— BEGIN Provided data —

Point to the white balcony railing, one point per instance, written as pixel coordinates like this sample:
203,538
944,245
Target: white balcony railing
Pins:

— END Provided data —
— BEGIN Provided data —

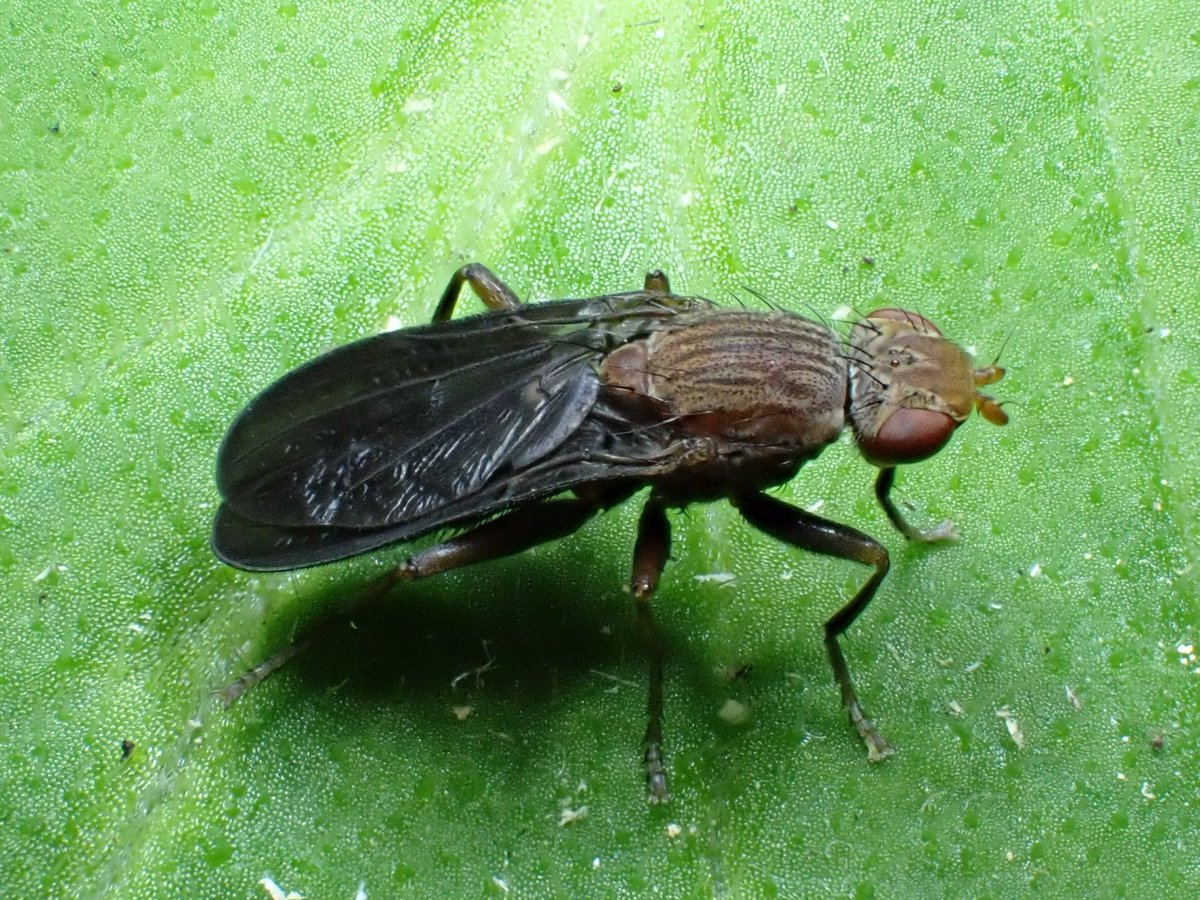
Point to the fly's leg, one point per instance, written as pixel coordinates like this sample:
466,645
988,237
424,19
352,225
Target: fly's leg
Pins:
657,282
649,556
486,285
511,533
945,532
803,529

— END Provided data —

Your goal:
Tally the lines above that contain the string "Target", matching case exactly. Reply with the number alone.

Response for this exercise:
2